- _Exercise brief_
Output every line below without omitting or altering anything.
--- Exercise input Enclosed Below ---
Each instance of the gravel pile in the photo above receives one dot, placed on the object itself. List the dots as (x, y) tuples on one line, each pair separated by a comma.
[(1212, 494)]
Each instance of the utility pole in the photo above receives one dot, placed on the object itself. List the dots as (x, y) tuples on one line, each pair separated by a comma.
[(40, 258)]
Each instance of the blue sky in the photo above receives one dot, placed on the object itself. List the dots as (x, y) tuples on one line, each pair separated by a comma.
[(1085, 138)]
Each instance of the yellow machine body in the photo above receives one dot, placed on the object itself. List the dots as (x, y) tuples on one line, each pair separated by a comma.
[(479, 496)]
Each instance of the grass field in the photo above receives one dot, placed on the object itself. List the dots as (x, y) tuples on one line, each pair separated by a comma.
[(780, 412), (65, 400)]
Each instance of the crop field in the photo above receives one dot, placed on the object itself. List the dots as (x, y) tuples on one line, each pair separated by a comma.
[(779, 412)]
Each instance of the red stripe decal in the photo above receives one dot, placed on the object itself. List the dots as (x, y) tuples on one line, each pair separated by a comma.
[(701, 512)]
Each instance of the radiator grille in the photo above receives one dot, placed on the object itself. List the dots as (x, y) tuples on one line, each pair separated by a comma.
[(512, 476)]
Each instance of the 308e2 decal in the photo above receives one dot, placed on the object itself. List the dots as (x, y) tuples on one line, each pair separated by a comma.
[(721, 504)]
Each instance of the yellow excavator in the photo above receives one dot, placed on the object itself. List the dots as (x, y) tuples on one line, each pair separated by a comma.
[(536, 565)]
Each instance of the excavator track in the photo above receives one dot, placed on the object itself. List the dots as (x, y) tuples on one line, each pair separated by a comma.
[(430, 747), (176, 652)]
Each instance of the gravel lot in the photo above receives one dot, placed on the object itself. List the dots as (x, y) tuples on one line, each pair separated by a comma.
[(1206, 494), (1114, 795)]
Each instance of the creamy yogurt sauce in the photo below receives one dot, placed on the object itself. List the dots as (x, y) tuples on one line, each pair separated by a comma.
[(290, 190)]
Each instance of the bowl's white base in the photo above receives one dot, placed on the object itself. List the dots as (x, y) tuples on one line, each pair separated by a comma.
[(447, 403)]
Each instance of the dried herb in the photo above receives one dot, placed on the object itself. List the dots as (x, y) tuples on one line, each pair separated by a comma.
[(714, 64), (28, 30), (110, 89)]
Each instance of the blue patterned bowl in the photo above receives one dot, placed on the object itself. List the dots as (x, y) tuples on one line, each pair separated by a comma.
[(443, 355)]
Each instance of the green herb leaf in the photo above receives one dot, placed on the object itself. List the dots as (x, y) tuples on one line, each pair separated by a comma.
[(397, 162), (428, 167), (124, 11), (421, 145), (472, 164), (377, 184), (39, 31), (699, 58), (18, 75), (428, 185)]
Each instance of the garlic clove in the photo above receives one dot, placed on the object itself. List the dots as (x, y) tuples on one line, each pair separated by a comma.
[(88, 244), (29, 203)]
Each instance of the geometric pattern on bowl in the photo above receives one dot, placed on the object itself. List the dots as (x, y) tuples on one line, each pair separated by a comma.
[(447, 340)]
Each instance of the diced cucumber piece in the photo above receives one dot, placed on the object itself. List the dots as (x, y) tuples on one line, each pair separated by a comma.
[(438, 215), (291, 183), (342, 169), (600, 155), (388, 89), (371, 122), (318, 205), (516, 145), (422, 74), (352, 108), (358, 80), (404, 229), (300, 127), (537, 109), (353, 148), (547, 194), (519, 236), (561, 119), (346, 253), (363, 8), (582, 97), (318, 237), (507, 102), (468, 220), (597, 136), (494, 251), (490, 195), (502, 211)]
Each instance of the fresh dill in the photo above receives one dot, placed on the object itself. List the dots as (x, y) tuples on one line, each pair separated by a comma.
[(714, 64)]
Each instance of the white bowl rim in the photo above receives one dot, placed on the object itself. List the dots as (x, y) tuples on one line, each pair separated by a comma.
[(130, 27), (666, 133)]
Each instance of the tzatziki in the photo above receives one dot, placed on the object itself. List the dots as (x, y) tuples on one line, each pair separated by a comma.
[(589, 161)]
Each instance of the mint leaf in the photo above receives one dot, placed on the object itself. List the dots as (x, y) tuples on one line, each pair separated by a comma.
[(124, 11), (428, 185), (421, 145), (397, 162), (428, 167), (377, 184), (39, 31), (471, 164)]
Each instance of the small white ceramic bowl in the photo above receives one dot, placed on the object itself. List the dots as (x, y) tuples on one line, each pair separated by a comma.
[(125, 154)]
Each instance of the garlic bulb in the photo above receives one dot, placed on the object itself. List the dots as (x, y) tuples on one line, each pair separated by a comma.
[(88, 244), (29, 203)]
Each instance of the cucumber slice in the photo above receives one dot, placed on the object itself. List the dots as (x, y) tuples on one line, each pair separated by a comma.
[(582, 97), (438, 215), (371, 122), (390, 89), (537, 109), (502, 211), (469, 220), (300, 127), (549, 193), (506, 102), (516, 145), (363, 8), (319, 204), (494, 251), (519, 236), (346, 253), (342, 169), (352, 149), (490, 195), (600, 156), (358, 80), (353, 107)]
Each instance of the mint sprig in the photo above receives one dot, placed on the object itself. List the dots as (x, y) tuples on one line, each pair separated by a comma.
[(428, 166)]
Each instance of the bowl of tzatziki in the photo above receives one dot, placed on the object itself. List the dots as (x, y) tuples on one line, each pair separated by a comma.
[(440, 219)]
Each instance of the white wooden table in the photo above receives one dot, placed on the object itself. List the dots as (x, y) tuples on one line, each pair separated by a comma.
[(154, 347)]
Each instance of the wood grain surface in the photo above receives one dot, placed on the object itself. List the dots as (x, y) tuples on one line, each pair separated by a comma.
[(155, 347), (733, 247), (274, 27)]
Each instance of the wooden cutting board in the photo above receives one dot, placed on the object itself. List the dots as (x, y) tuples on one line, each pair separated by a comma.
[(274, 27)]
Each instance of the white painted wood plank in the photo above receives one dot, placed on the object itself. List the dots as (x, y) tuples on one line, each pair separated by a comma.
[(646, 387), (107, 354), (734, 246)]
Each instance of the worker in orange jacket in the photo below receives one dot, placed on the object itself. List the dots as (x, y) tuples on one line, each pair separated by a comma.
--- End of Enclosed Exercise input ---
- _The answer_
Each instance of the gravel pile in the photo above receives one dot, placed on the object itself. List the dots as (x, y) tuples on one line, each pair separated by a comma.
[(1212, 494)]
Each instance of the utility pole in the photo above receives one dot, placed on the object itself. List the dots as (x, y) tuples on one line, each pair separated by a comma.
[(40, 258)]
Each instance of the blue sky in the photo above receives one dot, placed on the object itself. List the dots as (x, y) tuples on one line, each pair separated by a comma.
[(1085, 138)]
Each instance of the yellow machine body in the photo above receives one dot, placed on the object itself. List the dots as (x, y) tuples on one line, each pair separated by a comma.
[(479, 496)]
Each instance of the grass field in the photo above receives one dot, placed on the object itself. List the dots as (x, y) tuples on one line, each pair separated by a comma.
[(780, 412), (65, 400)]
Each instance of the crop field in the photo above receives one dot, placed on the object itself. List the dots as (x, y) tuples on one line, each pair separated by a comma.
[(779, 412)]
Each instance of the red stripe decal in the photo above receives one dot, placed on the object itself. List the dots as (x, y) tuples on one line, each pair separated by a comma.
[(701, 512)]
Each instance of the radiator grille in the photo above receives one dot, placed on the object itself. List the dots as (x, y) tuples on one line, each pair separated by a comma.
[(512, 476)]
Each instance of the 308e2 decal in the photo above receives one dot, placed on the object itself. List the dots as (x, y) tuples on one line, each pair separated by a comma.
[(721, 504)]
Each instance of the yellow excavator in the photo above receives one dot, placed on the object itself. List the dots as (x, y) tuples on one line, each pair separated by a comma.
[(536, 565)]
Each instance of the excavator track in the photo above receives one dot, placed on the object itself. List the dots as (x, y) tuples on one line, each pair separated by a comma.
[(430, 747), (176, 652)]
Each instance of the gravel lot in the photo above receives one dot, placed on the object itself. List the dots as (x, y) tuples on one line, each pair separated by a comma.
[(1206, 494), (1114, 795)]
Each instance of the creamy yogurt sauce in the photo below receives one dot, placed on the object itself. List the dots as (x, y) tuples on one line, each pair separated by a comma.
[(290, 190)]
Each instance of the bowl's white base in the photo above receives one dot, placed on the object itself. List the dots as (x, y) tuples on one line, each pair separated by a comma.
[(447, 403)]
Each instance of the dried herb in the photo above receives one dot, placed on the object itself. List the dots as (x, y) tuples on one line, each pair separated by a comma.
[(714, 64), (28, 30), (110, 89)]
Each instance of the blue patterned bowl in the photo above receives one dot, placed on the object itself. List the dots as (x, y) tuples on one line, each pair separated by a comma.
[(443, 355)]
Each instance of the green herb leaf in the photo above receives one dot, placed on the object itself. List the dots as (x, y) tuples on one line, each pair separated by a comma.
[(397, 162), (428, 167), (124, 11), (421, 145), (472, 164), (377, 184), (39, 31), (699, 58), (18, 75), (428, 185)]
Each instance of the garlic clove in the photo above receives one dot, placed on the object itself. List the dots as (x, y) tuples on one line, each pair separated by a comma.
[(88, 244), (29, 203)]
Each instance of the geometric pattern on bowl in the photo above receives one dot, placed on the object itself. List the dots as (x, y) tuples on one line, each pair separated by a comma.
[(447, 340)]
Each instance of the diced cucumber piece in the photo above receives one dot, placed on the object itself. List the dots as (x, y) tuples on one line, each pair separated by a comma.
[(438, 215), (291, 183), (342, 169), (600, 155), (388, 89), (371, 122), (318, 205), (516, 145), (422, 74), (352, 108), (358, 80), (404, 229), (300, 127), (537, 109), (353, 148), (547, 194), (519, 236), (561, 119), (346, 253), (363, 8), (582, 97), (318, 237), (507, 102), (468, 220), (597, 136), (494, 251), (490, 195), (502, 211)]
Each instance of the fresh dill in the photo above receives one dot, placed on the object itself. List the dots as (x, y) tuples on one line, each pair separated by a comma.
[(714, 64)]
Each instance of the white bowl rim in the photo above receives one dot, placed on the object itself. List the dots as (x, y) tuples on one line, each pair separated by a comma.
[(130, 27), (666, 133)]
Each instance of the tzatziki in the photo above receives one dot, placed on the object itself. List the dots as (x, y) tuples on one line, each pair separated by a comma.
[(589, 161)]
Each instance of the mint leaf in the photo above receives one dot, placed on the object itself. List the dots as (x, y) tuples on one line, each pair separated by a comma.
[(124, 11), (428, 185), (421, 145), (397, 162), (428, 167), (377, 184), (39, 31), (471, 164)]
Each instance of the small white ceramic bowl in the photo above receives one dot, placed on the object itself. List the dots as (x, y) tuples on one line, each pair separated by a comma.
[(125, 154)]
Each instance of the garlic bulb in the photo above receives one dot, placed on the object itself. List the dots as (x, y) tuples on one line, each pair separated by a comma.
[(88, 244), (29, 203)]
Each instance of the cucumber slice in the photo above receives one dot, placed on the object itself. List the dots as (x, y) tuples on one line, each pair separated by a comma.
[(582, 97), (438, 215), (371, 122), (390, 89), (537, 109), (502, 211), (469, 220), (300, 127), (549, 193), (506, 102), (516, 145), (363, 8), (319, 204), (494, 251), (519, 236), (346, 253), (342, 169), (352, 149), (490, 195), (600, 156), (358, 80), (353, 107)]
Each instance of the mint sprig in the photo above receives one dot, placed on the object itself. List the dots as (x, y) tuples on one line, each pair separated by a comma.
[(428, 166)]
Each instance of the bowl of tzatziki in the photo above receives one dot, placed on the object itself. List the dots as (x, y) tuples on one line, each pair separated by a comma.
[(440, 219)]
Each instance of the white wooden table in the photo above receives one dot, placed on the object itself. List the dots as (x, y) tuples on one line, each pair separated by a comma.
[(154, 347)]
Each instance of the wood grain surface in the photo above receives one dot, placed on the object itself. List the dots as (x, y) tuples on one line, each pair separated by a comma.
[(155, 347), (733, 247), (274, 27)]
Each instance of the wooden cutting board in the photo above receives one dot, placed on the object itself. List the dots as (x, y) tuples on one line, each pair separated by a comma.
[(274, 27)]
Each instance of the white painted wood plank in the photo above receives one dot, placed on the object itself. List the dots as (x, y) tuples on one line, each pair separated by a comma.
[(646, 387), (107, 354), (734, 246)]
Each instance of the worker in orange jacket in the photo below receives one dot, placed on the object itself. List the dots as (x, y) tuples on one line, each pair separated by a comma.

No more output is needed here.